SET PROBLEM
Repeat, line for line, the entries printed below.

SUPPLIED RECORDS
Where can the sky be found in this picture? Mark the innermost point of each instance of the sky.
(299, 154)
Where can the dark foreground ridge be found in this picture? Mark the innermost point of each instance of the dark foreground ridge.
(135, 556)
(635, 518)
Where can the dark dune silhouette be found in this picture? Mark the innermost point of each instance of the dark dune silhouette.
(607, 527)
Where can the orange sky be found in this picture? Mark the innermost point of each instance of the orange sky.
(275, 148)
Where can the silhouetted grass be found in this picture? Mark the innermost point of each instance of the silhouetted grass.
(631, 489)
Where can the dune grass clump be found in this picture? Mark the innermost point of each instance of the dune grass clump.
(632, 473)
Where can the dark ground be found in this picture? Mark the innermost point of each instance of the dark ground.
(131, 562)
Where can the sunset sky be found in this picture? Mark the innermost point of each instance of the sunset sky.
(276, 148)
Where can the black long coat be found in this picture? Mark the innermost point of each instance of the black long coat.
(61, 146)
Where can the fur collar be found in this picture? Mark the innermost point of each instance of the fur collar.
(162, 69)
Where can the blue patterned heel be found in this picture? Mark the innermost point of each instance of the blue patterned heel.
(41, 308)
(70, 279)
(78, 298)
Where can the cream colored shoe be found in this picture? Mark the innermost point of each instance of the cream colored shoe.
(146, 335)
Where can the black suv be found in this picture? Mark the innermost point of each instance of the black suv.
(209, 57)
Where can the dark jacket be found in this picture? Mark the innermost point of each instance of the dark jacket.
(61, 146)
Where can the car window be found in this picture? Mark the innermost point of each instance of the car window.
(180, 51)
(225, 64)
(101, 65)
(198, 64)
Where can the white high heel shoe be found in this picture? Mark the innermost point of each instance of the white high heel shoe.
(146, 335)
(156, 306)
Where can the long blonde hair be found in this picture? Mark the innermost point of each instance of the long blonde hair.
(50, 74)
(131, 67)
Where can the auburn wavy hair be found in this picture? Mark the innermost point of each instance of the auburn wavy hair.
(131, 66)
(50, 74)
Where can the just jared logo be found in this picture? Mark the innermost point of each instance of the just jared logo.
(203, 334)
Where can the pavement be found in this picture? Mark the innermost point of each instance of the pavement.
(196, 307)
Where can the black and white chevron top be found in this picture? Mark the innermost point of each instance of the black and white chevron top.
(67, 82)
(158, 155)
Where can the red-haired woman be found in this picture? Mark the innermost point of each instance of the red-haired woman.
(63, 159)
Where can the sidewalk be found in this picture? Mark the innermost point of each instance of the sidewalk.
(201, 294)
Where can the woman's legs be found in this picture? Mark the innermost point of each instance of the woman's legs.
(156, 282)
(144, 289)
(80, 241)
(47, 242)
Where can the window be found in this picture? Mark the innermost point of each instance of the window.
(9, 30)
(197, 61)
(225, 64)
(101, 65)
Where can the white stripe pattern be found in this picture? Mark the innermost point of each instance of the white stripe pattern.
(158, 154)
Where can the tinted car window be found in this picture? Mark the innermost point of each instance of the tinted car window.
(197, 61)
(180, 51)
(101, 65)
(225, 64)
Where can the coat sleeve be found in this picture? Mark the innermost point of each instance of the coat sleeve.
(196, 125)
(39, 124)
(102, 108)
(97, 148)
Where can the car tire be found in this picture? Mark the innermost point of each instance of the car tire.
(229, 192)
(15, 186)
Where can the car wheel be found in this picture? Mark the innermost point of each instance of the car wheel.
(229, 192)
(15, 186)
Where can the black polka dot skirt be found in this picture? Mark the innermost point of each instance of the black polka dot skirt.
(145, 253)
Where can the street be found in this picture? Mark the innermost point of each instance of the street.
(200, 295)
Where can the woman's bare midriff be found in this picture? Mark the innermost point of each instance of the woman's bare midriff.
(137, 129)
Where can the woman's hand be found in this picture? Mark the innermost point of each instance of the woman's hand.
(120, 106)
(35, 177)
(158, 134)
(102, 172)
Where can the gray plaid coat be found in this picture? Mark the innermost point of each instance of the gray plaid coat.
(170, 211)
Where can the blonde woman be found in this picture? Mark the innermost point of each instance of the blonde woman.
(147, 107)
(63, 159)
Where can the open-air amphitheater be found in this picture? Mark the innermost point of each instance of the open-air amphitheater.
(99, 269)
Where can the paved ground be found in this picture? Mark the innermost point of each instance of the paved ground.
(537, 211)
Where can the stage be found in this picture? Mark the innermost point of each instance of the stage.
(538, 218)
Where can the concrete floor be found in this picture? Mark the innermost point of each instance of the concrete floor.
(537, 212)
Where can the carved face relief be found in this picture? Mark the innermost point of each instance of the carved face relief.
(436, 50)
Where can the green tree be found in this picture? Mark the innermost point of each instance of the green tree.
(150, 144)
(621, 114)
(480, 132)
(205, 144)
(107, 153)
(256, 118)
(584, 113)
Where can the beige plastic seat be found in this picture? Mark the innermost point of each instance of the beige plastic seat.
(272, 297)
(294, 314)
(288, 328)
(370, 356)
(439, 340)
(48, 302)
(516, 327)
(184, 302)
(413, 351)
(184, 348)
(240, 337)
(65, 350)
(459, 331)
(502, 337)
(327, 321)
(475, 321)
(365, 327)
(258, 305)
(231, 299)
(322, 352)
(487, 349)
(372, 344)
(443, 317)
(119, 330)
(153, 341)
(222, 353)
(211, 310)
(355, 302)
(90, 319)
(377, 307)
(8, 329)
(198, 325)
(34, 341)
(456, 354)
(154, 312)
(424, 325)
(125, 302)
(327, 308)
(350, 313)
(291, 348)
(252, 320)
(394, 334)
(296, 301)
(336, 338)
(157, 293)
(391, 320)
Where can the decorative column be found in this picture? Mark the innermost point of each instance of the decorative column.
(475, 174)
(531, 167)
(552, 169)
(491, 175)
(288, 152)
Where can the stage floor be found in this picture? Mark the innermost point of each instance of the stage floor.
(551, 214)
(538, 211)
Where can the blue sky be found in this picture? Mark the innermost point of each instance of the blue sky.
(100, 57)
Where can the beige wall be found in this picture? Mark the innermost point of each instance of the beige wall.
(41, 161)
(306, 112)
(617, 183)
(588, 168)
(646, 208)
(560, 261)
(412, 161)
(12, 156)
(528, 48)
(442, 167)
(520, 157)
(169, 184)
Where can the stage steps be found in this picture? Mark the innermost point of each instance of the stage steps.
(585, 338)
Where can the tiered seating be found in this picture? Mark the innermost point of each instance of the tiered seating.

RESULT OF THIS TASK
Where can the sky be found in this picture? Mark the innermost point of each instance of the sky.
(299, 154)
Where can the dark foreground ridge be found in this picture? Mark the innermost point of each instance of the dark foreground ridge.
(135, 556)
(635, 518)
Where can the dark dune silhouette be found in this picture? Mark the innermost point of each instance of the dark dune silhouette.
(607, 527)
Where can the orange sky be found in this picture? Mark the innermost point of each instance of the orange sky.
(275, 148)
Where can the silhouetted grass be found in this picture? Mark the innermost point of each instance of the silhouetted grass.
(631, 489)
Where can the dune grass clump be found in this picture? Mark the innermost point of each instance of the dune grass clump.
(632, 473)
Where can the dark ground be found in this picture? Mark the innermost point of each instance of the dark ground.
(131, 562)
Where can the sunset sky be found in this picture? Mark the innermost point of each instance of the sunset sky.
(276, 148)
Where can the black long coat be found in this picture? Mark the innermost point of each instance of the black long coat.
(61, 146)
Where can the fur collar be found in this picture? Mark the innermost point of each instance of the fur collar.
(162, 69)
Where can the blue patterned heel be found in this picture? Mark the innermost point of each instance of the blue patterned heel.
(41, 308)
(70, 279)
(78, 298)
Where can the cream colored shoe be found in this picture? Mark the innermost point of each instance of the cream colored shoe.
(146, 335)
Where can the black suv be found in this picture? Mark the innermost point of each instance of the black suv.
(209, 57)
Where can the dark jacket be found in this picture? Mark the innermost point of each instance of the dark jacket.
(61, 146)
Where can the car window be found in this picture? Mark the innermost point of each instance of the car window.
(180, 51)
(225, 64)
(101, 65)
(198, 64)
Where can the white high heel shoe be found in this picture? Mark the innermost point of each instance of the white high heel shoe.
(146, 335)
(156, 306)
Where can the long blonde hair be found in this picture? Mark the innermost point of each instance of the long blonde hair.
(50, 74)
(131, 67)
Where can the auburn wavy hair be found in this picture? Mark the innermost point of each instance of the auburn wavy hair.
(131, 66)
(50, 74)
Where can the just jared logo be found in this picture? Mark the innermost point of each instance of the just jared logo.
(203, 334)
Where can the pavement be found in this picture? Mark the innermost point of each instance of the pavement.
(196, 307)
Where can the black and white chevron top be found in this picture? Mark the innermost point of each instance of the black and white chevron top.
(67, 82)
(158, 155)
Where can the red-haired woman be found in this picture? Mark the innermost point of each instance of the red-haired woman.
(63, 159)
Where can the sidewalk be found in this picture? Mark the innermost point of each instance of the sidewalk.
(201, 294)
Where can the woman's legs be found in this picture? Mark the innermost point of each instance of the woman's legs.
(156, 282)
(144, 289)
(80, 241)
(47, 242)
Where can the window be found in this picture? Mark the innermost point of each instance of the window.
(9, 30)
(197, 61)
(225, 64)
(101, 65)
Where can the white stripe pattern be found in this picture? Mark the innermost point of each instance of the white stripe pattern.
(158, 154)
Where can the tinted car window be found in this picture? Mark the innermost point of each instance of the tinted car window.
(197, 61)
(180, 51)
(101, 65)
(225, 64)
Where can the coat sleeve be found in this picture? Mark the innermost point of each instance of the coat sleeve.
(196, 125)
(39, 124)
(102, 108)
(97, 148)
Where can the car tire be found in this picture? Mark the innermost point of each instance of the car tire.
(229, 192)
(15, 186)
Where can the car wheel be found in this picture? Mark the innermost point of each instance of the car wheel.
(229, 192)
(15, 186)
Where can the black polka dot skirt be found in this picture? Mark the innermost point of each instance of the black polka dot skirt.
(145, 253)
Where can the street be found in this picture? Mark the innermost point of each instance of the street.
(200, 295)
Where can the woman's bare midriff be found in this picture? Mark the innermost point of each instance of the woman's bare midriff.
(137, 129)
Where can the woman's hand be found in this picture? Mark the innermost point of each instance of the woman's hand.
(120, 106)
(35, 177)
(158, 134)
(102, 172)
Where can the gray plaid coat be found in this picture? Mark the innermost point of each instance of the gray plaid coat.
(170, 211)
Where can the blonde woman be found in this picture? Mark the innermost point of each instance of the blonde woman.
(147, 107)
(63, 159)
Where can the open-air amphitheater be found in this picture? Mark the innermost point of each instance of the open-air amphitheater.
(99, 269)
Where can the paved ground be found in this picture? Mark the innermost point of each instance of the paved ground.
(537, 211)
Where can the stage be found in this picture? Mark the innermost point of each instance of the stage.
(538, 218)
Where can the concrete floor be found in this picture? Mark the innermost point of each instance of the concrete floor.
(537, 212)
Where can the carved face relief be found in this picture? Mark the innermost point of each instance of the carved face relief.
(436, 50)
Where can the green tree be found in this picture? Mark the innermost point of each instance of the green tree.
(150, 144)
(621, 114)
(480, 132)
(205, 144)
(107, 153)
(256, 118)
(584, 113)
Where can the beige plastic seat be found in this picture? Mark the innermost point of each instance of the beige plastic seat.
(272, 297)
(294, 314)
(288, 328)
(370, 356)
(439, 340)
(48, 302)
(516, 327)
(184, 302)
(413, 351)
(184, 348)
(240, 337)
(65, 350)
(459, 331)
(502, 337)
(327, 321)
(475, 321)
(365, 327)
(258, 305)
(231, 299)
(322, 352)
(487, 349)
(372, 344)
(443, 317)
(119, 330)
(153, 341)
(222, 353)
(211, 310)
(355, 302)
(90, 319)
(377, 307)
(8, 329)
(198, 325)
(34, 341)
(456, 354)
(154, 312)
(424, 325)
(125, 302)
(327, 308)
(350, 313)
(291, 348)
(252, 320)
(394, 334)
(296, 301)
(336, 338)
(157, 293)
(391, 320)
Where can the decorative column be found in this picture? Mark the innermost point of each instance of the decorative column.
(475, 174)
(531, 167)
(552, 169)
(491, 175)
(288, 152)
Where can the stage floor be found in this picture? Mark the innermost point of each instance of the stage floor.
(551, 214)
(538, 211)
Where can the blue sky be found in this picture? Mark the innermost point of each instance of the blue sky.
(100, 57)
Where can the beige wall be found in this picture? Mark the innermost point of each instance of the beige wall.
(41, 161)
(306, 112)
(617, 183)
(588, 168)
(646, 208)
(560, 261)
(412, 161)
(12, 156)
(528, 48)
(442, 167)
(520, 157)
(169, 184)
Where can the stage steps be found in this picture? Mark the innermost point of each instance of the stage steps.
(585, 338)
Where can the tiered seating be found in this picture? Mark the innermost point of each instance of the tiered seating.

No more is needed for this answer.